Copy out, word for word, the part of the entries below that opens with the line containing "of the helmet" and runs through the end of the entries, both ends included. Give only those lines.

## start

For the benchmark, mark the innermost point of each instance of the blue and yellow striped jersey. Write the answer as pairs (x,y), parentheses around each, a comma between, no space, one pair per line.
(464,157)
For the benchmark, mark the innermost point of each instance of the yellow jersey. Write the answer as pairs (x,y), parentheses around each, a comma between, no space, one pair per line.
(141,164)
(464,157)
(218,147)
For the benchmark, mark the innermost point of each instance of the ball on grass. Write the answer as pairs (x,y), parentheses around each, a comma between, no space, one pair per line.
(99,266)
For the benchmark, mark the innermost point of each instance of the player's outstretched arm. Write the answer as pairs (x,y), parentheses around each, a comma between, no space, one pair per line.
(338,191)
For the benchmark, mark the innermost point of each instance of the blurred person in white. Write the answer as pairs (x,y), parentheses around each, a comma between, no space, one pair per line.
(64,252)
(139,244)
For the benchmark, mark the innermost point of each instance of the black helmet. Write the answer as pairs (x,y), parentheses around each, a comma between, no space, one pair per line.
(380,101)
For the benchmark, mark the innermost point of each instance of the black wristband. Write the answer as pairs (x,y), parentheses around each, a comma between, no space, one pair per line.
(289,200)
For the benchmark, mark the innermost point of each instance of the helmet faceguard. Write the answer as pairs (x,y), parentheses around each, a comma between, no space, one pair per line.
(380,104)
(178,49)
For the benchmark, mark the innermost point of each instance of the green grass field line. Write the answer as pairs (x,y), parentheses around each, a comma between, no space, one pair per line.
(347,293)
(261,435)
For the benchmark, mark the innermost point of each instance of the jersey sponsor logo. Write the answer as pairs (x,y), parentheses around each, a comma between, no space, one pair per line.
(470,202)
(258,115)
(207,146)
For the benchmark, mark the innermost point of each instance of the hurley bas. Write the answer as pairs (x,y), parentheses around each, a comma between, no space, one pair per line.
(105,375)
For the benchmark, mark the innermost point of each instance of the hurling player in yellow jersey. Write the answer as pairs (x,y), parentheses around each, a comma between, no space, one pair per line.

## end

- **SOLVED EXERCISE**:
For the benchmark, mark the innermost point of each instance of the helmet faceguard. Write the answer as pairs (x,y), parentheses around each, a comma between, no space, one pair per line.
(380,104)
(178,49)
For the benchmark, mark the innermost point of each instance of the green grass field line. Write the answer as pairs (x,y), parentheses around each, a comma between, no space, one pair per line.
(347,293)
(261,435)
For the benchmark, mark the innermost point of each instance of the jersey sponsor logo. Write the answer as pairs (x,y), parentheses around each, a comma between, no space, one pair per line.
(470,202)
(258,115)
(207,146)
For the benchmark, mark the innermost point of each instance of the hurley bas. Write the answer as pairs (x,y), parentheses around each, a comma between, no space, one pair per line.
(105,375)
For the benchmark, mark the innermost point of each instance of the hurling player in yellow jersey. Write the answer as pairs (x,y), parentheses around each, a comma between, no space, one pair per line.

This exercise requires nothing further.